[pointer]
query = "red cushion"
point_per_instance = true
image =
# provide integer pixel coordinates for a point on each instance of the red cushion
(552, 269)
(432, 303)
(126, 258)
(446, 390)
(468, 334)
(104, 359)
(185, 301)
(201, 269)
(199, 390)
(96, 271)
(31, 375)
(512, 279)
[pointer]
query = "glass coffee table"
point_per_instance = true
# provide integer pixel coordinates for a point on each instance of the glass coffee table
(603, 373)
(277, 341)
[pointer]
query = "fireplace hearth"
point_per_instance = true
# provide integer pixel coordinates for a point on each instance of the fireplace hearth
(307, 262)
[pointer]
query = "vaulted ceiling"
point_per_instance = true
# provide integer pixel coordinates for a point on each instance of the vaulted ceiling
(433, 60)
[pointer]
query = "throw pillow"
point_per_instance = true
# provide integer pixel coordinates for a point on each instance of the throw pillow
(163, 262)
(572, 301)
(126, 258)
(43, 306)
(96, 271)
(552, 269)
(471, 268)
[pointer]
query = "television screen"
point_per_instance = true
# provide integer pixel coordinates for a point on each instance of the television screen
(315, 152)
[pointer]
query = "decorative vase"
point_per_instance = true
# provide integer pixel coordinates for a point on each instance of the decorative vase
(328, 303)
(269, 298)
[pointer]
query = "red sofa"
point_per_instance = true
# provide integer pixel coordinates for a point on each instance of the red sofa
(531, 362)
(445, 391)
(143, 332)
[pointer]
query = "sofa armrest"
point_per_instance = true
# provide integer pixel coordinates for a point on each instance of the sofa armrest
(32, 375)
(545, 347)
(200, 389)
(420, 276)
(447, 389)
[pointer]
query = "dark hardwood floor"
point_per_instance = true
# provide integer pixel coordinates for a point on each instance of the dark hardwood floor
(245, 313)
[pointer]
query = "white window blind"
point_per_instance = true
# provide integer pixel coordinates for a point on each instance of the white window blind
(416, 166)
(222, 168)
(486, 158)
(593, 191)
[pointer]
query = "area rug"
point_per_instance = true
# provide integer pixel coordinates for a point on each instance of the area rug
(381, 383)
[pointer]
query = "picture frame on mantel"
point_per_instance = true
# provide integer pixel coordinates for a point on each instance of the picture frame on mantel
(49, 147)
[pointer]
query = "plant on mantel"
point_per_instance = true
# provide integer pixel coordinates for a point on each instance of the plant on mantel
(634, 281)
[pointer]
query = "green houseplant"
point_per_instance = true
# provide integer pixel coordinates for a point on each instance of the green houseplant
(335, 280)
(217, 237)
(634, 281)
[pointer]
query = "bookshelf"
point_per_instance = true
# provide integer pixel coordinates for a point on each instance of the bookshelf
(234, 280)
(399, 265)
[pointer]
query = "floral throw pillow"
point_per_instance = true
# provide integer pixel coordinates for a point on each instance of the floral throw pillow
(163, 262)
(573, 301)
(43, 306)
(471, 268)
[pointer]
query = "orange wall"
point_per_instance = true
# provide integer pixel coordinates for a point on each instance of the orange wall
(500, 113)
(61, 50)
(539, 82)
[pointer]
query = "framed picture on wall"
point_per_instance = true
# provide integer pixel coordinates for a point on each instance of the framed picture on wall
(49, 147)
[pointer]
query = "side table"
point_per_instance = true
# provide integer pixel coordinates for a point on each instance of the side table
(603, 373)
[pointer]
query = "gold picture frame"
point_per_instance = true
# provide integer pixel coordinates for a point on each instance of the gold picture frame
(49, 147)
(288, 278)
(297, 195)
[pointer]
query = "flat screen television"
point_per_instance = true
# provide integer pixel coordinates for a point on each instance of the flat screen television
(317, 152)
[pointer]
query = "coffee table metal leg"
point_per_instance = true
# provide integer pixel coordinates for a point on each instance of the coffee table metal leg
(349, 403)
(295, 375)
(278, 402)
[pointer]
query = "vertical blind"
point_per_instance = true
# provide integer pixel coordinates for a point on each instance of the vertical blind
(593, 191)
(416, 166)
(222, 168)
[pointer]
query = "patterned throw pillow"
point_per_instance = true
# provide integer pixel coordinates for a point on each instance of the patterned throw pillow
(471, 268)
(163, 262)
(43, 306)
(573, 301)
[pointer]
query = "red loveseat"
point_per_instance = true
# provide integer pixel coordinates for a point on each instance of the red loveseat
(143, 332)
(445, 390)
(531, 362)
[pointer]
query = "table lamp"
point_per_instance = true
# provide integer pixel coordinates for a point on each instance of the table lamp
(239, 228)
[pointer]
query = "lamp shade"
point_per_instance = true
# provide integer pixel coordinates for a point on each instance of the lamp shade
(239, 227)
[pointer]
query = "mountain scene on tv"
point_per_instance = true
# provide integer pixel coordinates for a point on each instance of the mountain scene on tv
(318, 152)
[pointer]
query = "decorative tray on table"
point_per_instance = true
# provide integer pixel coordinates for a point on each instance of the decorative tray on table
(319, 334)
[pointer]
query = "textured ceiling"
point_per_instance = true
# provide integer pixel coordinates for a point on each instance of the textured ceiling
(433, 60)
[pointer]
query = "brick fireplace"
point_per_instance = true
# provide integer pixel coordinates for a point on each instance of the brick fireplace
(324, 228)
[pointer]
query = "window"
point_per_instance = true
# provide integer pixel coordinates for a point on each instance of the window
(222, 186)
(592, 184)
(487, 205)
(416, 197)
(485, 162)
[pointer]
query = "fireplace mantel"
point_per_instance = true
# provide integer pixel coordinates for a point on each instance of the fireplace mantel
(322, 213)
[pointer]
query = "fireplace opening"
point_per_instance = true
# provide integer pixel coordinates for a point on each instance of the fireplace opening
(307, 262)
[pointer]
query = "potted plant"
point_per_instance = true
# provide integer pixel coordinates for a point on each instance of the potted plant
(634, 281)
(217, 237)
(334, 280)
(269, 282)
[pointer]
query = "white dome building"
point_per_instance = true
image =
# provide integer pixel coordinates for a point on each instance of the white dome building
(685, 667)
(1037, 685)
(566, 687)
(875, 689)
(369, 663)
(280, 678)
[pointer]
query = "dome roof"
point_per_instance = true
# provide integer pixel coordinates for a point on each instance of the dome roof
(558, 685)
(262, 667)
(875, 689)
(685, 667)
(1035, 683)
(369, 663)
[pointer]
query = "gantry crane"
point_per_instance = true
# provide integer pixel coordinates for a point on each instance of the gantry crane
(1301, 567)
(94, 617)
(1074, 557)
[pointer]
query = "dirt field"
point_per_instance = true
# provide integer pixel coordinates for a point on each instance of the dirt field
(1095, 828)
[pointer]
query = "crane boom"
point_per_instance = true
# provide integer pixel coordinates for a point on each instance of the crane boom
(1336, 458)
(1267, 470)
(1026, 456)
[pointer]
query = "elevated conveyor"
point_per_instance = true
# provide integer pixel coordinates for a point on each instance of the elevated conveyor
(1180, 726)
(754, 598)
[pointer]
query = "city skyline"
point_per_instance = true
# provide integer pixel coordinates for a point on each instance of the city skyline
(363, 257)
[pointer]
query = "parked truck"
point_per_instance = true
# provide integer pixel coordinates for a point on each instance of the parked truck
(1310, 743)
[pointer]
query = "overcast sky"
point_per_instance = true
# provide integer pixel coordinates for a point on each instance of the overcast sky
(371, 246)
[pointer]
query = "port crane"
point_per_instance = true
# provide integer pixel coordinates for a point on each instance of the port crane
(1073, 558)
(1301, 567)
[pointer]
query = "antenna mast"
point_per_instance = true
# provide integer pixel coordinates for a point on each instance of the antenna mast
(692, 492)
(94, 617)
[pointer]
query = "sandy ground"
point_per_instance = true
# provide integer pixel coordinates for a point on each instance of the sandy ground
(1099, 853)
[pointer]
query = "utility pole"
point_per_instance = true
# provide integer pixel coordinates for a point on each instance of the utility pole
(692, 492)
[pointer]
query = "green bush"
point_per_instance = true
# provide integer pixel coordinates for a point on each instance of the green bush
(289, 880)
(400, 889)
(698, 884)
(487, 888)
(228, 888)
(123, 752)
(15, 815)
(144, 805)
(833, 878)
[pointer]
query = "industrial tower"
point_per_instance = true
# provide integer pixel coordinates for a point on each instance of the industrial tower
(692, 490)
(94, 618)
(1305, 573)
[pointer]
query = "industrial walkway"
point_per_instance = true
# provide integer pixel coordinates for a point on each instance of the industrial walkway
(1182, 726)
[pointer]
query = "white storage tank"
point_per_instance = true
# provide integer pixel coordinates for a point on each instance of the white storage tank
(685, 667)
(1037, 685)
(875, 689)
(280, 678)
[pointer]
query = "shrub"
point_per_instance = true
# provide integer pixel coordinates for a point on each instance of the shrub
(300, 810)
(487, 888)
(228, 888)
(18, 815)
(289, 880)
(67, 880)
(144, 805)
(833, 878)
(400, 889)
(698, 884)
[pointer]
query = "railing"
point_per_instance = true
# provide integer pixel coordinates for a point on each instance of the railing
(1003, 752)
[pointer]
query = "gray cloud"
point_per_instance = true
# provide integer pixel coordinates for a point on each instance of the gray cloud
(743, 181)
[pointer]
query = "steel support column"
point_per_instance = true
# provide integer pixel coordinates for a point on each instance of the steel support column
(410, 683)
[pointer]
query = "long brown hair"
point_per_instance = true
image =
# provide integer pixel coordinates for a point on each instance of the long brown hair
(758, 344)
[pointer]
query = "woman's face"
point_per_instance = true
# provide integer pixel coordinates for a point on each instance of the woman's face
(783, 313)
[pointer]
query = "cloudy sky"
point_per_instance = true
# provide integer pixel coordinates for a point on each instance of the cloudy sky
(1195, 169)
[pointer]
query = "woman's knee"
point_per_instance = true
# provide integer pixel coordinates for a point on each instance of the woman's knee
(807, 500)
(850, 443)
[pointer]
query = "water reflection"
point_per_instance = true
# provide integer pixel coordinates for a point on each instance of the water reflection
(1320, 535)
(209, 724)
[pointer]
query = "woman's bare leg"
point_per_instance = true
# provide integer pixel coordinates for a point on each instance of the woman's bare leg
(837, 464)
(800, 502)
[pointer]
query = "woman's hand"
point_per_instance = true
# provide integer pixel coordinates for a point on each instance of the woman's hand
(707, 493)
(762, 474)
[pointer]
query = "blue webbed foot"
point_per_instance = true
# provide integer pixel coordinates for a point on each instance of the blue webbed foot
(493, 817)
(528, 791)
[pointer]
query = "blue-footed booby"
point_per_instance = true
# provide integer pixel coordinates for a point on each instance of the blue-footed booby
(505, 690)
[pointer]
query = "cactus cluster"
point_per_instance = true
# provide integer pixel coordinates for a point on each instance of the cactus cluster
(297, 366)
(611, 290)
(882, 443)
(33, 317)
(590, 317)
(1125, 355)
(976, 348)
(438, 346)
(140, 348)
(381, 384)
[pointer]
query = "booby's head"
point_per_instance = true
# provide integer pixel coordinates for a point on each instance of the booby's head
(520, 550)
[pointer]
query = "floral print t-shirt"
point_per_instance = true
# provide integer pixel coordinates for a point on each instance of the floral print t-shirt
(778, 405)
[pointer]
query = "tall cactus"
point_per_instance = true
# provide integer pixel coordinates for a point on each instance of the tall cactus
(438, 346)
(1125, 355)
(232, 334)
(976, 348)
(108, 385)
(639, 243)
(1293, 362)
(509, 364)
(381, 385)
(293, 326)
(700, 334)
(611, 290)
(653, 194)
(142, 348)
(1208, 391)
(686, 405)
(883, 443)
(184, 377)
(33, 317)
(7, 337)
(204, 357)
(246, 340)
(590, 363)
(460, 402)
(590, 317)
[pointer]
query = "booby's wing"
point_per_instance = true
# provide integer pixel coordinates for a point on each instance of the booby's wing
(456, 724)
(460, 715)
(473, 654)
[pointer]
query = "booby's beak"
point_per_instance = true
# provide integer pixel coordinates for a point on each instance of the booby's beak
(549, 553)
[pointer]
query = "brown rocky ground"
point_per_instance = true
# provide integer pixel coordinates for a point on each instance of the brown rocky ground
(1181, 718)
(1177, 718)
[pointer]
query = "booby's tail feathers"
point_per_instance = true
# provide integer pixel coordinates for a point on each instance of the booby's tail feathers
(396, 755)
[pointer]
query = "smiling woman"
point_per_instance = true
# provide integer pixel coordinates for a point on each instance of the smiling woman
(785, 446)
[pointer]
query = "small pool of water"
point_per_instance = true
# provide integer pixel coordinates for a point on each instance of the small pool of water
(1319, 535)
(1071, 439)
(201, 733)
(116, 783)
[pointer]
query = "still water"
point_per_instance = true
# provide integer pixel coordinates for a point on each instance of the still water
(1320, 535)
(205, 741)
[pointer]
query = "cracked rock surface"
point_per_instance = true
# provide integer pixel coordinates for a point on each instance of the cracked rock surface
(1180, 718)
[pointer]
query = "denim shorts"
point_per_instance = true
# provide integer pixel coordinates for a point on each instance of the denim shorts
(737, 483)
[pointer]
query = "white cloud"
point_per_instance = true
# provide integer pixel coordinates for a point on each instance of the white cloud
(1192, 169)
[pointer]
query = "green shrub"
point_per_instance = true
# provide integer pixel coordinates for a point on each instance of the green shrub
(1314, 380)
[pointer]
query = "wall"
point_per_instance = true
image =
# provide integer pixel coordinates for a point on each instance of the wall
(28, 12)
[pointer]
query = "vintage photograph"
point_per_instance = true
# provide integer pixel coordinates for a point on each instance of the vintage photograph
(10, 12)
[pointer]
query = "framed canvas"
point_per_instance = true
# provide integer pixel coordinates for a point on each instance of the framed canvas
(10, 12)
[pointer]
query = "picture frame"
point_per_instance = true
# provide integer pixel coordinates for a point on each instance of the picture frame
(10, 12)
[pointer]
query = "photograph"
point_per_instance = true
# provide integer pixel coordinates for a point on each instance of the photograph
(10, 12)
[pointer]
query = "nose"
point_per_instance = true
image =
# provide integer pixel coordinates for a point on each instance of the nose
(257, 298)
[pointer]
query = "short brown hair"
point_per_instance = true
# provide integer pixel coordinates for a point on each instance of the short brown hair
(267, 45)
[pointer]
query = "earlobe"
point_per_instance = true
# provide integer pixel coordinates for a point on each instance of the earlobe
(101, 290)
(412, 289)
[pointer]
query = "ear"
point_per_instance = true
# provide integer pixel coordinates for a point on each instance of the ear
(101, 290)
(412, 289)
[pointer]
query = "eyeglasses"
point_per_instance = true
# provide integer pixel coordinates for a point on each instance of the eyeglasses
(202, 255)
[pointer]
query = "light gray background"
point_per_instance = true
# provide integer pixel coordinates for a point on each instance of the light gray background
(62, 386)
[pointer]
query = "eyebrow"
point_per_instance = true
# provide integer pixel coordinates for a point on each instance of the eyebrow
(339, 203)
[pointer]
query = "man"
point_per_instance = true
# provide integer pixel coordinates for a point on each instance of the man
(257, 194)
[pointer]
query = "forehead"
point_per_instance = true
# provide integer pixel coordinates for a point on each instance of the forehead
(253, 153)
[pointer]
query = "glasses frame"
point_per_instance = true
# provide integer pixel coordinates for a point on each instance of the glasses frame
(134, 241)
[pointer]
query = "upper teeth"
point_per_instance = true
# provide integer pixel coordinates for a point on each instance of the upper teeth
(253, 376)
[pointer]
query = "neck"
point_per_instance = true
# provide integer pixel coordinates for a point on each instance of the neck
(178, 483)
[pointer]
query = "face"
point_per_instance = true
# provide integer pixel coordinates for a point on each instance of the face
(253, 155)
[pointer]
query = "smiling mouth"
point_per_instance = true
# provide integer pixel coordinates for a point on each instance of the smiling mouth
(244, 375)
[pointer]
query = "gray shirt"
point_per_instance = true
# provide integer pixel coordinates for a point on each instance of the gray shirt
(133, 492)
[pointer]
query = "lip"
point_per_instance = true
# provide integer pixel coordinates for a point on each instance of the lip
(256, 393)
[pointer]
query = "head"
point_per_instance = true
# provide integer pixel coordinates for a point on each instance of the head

#####

Problem to solve: Return every line in the lines above that contains the string "hearth". Case counts.

Exercise result:
query = "fireplace hearth"
# provide integer pixel coordinates for a point on each instance of the fireplace hearth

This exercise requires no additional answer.